**Request:**
Return the listing below line for line, with no changes.

Start of Record set

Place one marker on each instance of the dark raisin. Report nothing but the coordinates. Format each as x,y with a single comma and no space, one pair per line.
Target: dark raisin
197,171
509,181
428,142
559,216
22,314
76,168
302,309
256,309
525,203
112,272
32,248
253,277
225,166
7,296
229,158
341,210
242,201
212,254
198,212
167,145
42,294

End of Record set

**Finished exercise:**
Place one marker on each instance of the dark raisin. Report nothing but the coordinates. Format each as x,y with a single comma and no space, one pair per line.
Target: dark raisin
197,171
509,181
428,142
559,216
22,314
76,168
302,309
256,309
525,203
112,272
32,248
253,277
225,166
7,296
229,158
341,210
242,201
212,254
198,212
167,145
42,294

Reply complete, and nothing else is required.